(Referring expression pointing data)

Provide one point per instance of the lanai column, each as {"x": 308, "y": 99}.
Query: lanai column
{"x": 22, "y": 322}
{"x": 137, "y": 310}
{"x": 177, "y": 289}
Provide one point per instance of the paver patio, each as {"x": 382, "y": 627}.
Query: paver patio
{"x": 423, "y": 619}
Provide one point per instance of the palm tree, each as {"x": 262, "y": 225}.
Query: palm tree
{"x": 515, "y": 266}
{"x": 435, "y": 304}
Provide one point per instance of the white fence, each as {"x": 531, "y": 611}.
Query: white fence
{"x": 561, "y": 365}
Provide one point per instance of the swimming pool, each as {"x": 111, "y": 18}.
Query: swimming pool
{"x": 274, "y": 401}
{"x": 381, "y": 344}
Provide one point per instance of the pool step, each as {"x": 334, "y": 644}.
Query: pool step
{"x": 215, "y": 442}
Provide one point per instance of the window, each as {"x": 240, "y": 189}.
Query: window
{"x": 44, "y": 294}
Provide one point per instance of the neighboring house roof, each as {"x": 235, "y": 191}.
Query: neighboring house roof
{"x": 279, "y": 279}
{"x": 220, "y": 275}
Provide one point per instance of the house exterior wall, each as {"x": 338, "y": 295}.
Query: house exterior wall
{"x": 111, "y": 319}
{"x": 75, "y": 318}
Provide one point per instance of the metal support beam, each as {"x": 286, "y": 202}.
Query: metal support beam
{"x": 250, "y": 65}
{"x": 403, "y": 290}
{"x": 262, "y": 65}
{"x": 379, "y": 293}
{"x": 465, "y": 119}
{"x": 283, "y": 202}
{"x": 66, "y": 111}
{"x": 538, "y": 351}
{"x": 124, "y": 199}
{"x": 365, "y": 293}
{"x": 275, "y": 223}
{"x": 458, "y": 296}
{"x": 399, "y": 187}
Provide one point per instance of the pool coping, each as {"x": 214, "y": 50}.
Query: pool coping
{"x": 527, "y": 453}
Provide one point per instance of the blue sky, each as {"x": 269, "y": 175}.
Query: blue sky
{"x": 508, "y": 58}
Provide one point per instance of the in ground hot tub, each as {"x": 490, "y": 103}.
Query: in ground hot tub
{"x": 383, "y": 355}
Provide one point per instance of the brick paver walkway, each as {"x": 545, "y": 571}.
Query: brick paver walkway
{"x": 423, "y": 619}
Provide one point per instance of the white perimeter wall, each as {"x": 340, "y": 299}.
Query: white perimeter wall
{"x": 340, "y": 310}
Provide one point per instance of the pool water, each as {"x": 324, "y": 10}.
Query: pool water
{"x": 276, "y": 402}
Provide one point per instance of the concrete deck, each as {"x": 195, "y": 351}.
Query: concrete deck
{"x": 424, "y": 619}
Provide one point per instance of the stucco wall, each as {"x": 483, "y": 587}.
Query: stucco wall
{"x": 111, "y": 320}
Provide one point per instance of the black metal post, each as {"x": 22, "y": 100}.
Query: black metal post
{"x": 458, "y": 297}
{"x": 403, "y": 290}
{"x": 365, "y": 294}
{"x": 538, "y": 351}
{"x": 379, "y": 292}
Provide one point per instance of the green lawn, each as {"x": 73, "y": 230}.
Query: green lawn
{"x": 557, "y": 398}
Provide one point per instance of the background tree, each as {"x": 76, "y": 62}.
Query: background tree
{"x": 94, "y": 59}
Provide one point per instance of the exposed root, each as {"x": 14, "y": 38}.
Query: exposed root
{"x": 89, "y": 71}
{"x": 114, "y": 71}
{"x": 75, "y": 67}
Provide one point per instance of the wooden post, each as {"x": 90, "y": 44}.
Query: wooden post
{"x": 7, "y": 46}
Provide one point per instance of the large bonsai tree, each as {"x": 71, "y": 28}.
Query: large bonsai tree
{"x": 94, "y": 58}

__Requirement__
An exact copy of the lines from the one containing "Query: background tree" through the end of the data above is the whole answer.

__Exercise result__
Query: background tree
{"x": 94, "y": 59}
Provide one point per instance of the exposed root, each as {"x": 14, "y": 38}.
Query: exposed root
{"x": 89, "y": 71}
{"x": 114, "y": 71}
{"x": 75, "y": 67}
Provide one point per instance of the wooden post, each as {"x": 90, "y": 44}.
Query: wooden post
{"x": 7, "y": 46}
Provide one point per instance of the large bonsai tree, each as {"x": 71, "y": 28}.
Query: large bonsai tree
{"x": 94, "y": 58}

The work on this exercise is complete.